Enunciado das tarefas
[a] Indique se cada afirmação a seguir está de acordo com o trecho sobre o isolamento do Ocidente. Responda sim ou não e cite literalmente as palavras do trecho que decidem cada caso. (i) O bloco ocidental inclui o Japão e a Austrália. (ii) A cumplicidade ocidental com o massacre em Gaza é particularmente clara na Itália. (iii) A credibilidade do Ocidente em matéria de direitos humanos é igual a zero.
[b] Retome o trecho sobre o isolamento do Ocidente e dê continuidade a ele a partir da última frase apresentada.

Trecho da página
---*---

1- A distância entre o bloco ocidental (formado pelos EUA, União Europeia, Inglaterra, Japão e Austrália, para conter Rússia e China) e o resto do mundo, que rejeita sanções e chamados à ordem unida, está se ampliando. Do apoio, compreensão ou não alinhamento do Sul Global em relação à guerra na Ucrânia resulta o isolamento do Ocidente.

2- O massacre em Gaza e a cumplicidade ocidental, política e midiática com ele (particularmente clara na França e na Alemanha), consagram um verdadeiro suicídio moral do Ocidente. Sua credibilidade em matéria de direitos humanos, mediação de conflitos e justiça global é igual a zero. Seu duplo padrão ao medir Ucrânia e Gaza é evidente.

As mesmas potências que estão financiando e armando a Ucrânia estão financiando e armando um genocídio pelas forças israelenses supremacistas raciais em Gaza. Isso dá uma nova plausibilidade à narrativa russa de que, sem sua intervenção militar, teria ocorrido na Crimeia e no Donbass uma limpeza étnica, expulsão e massacre de pró-russos por forças parcialmente animadas por uma ideologia de extrema direita com o apoio e a bênção do Ocidente.

---*---

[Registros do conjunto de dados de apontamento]
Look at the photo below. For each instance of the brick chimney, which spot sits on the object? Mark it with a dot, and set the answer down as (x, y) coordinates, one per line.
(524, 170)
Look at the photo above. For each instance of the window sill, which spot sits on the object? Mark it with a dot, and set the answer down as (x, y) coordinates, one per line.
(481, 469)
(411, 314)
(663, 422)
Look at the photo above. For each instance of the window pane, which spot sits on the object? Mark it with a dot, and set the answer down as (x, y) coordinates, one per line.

---*---

Resultados esperados
[a]
(i) Sim: "formado pelos EUA, União Europeia, Inglaterra, Japão e Austrália".
(ii) Não: "particularmente clara na França e na Alemanha".
(iii) Sim: "Sua credibilidade em matéria de direitos humanos, mediação de conflitos e justiça global é igual a zero."

[b]
Toda morte na prisão de um opositor político é, por definição, suspeita – seja a do russo Aleksei Navalny ou a de Gonzalo Lira, um blogueiro “incorreto” norte-americano de origem chilena estabelecido em Kharkov, morto em janeiro em uma prisão ucraniana sem pena nem glória. Ambos foram acusados por seus carcereiros de trabalhar para serviços secretos (ocidentais ou russos). Não se deve esperar uma investigação crível sobre a causa dessas mortes em países onde a eliminação de opositores tem rastros recentes e conhecidos. Os governos, políticos e meios de comunicação que mais protestam pela morte de Navalny são os mesmos que ignoraram a morte de Lira, ou o destino de Assange, e que apoiaram o massacre em Gaza. Eles não têm credibilidade. Os únicos que podem expressar sua consternação com credibilidade por esses crimes são aqueles que levam os direitos humanos a sério e, portanto, rejeitam o uso hipócrita dos direitos humanos como arma na luta contra o adversário.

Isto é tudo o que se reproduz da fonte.